Task material:
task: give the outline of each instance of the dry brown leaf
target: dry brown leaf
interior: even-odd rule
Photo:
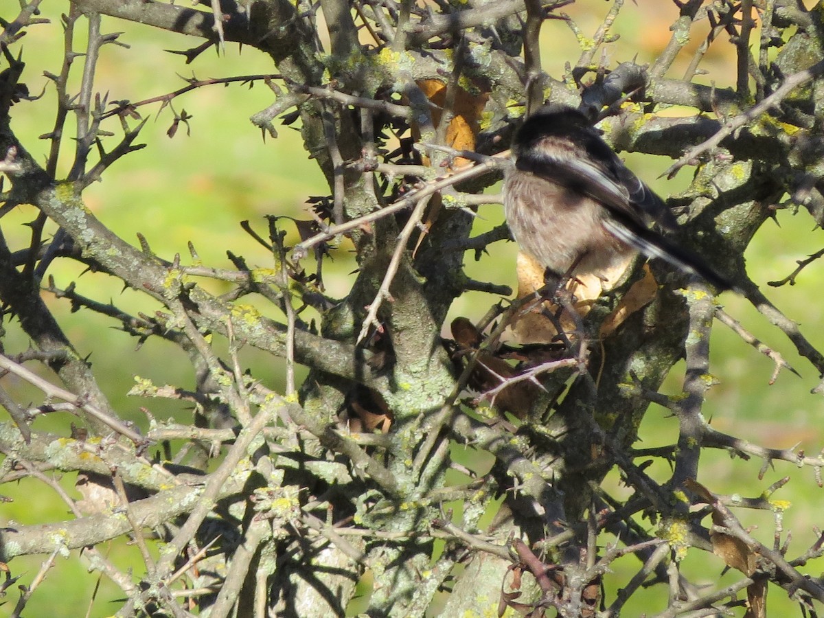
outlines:
[[[456,317],[451,325],[452,337],[458,344],[459,353],[473,351],[480,345],[483,335],[466,317]],[[455,359],[466,358],[466,353],[458,353]],[[517,375],[517,372],[503,358],[490,352],[481,352],[478,362],[469,379],[469,386],[474,391],[484,393],[500,386],[501,380],[507,380]],[[494,405],[499,410],[509,412],[518,419],[529,414],[532,402],[540,394],[540,387],[528,380],[511,384],[495,396]]]
[[[447,102],[447,85],[437,79],[423,79],[418,82],[418,86],[426,98],[438,106],[432,110],[432,121],[437,127],[441,121],[441,110]],[[456,89],[452,110],[454,115],[447,128],[447,146],[456,150],[475,150],[475,136],[480,130],[481,115],[489,98],[489,94],[485,92],[470,94],[461,87]],[[419,136],[416,136],[416,139],[417,137]],[[458,157],[453,166],[461,167],[471,162]],[[429,162],[424,158],[424,164],[429,165]]]
[[[727,566],[737,569],[747,577],[756,572],[756,555],[744,541],[724,532],[710,532],[709,540],[713,553]]]
[[[592,302],[601,294],[611,289],[623,277],[631,260],[627,260],[608,271],[595,274],[576,277],[567,288],[575,297],[574,308],[578,316],[583,317],[592,308]],[[616,310],[604,321],[601,328],[602,336],[606,336],[620,326],[630,316],[648,304],[658,291],[658,283],[648,268],[644,266],[644,278],[633,284],[630,291],[619,303]],[[544,269],[537,261],[526,253],[519,252],[516,263],[518,290],[517,297],[523,298],[544,287]],[[536,304],[515,317],[510,330],[515,339],[522,344],[548,344],[555,340],[558,329],[555,322],[546,314],[555,315],[558,307],[550,301]],[[565,311],[558,319],[561,328],[566,333],[575,330],[575,321]]]
[[[714,524],[725,525],[724,513],[722,512],[724,507],[709,489],[692,479],[687,480],[684,485],[713,508]],[[747,577],[756,572],[757,556],[741,539],[725,532],[710,531],[709,540],[713,544],[713,553],[723,560],[727,566],[737,569]]]
[[[371,389],[359,387],[350,393],[347,400],[349,430],[356,433],[386,433],[392,424],[392,413],[381,395]]]
[[[618,307],[601,325],[601,336],[606,337],[615,331],[624,321],[637,311],[639,311],[653,302],[658,291],[658,282],[655,280],[653,271],[648,265],[644,265],[644,279],[636,281],[624,297],[620,299]]]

Requirements:
Count the lines in the material above that contain the string "leaf", treating uppercase and lowercase as different. Give only the number.

Worked solution:
2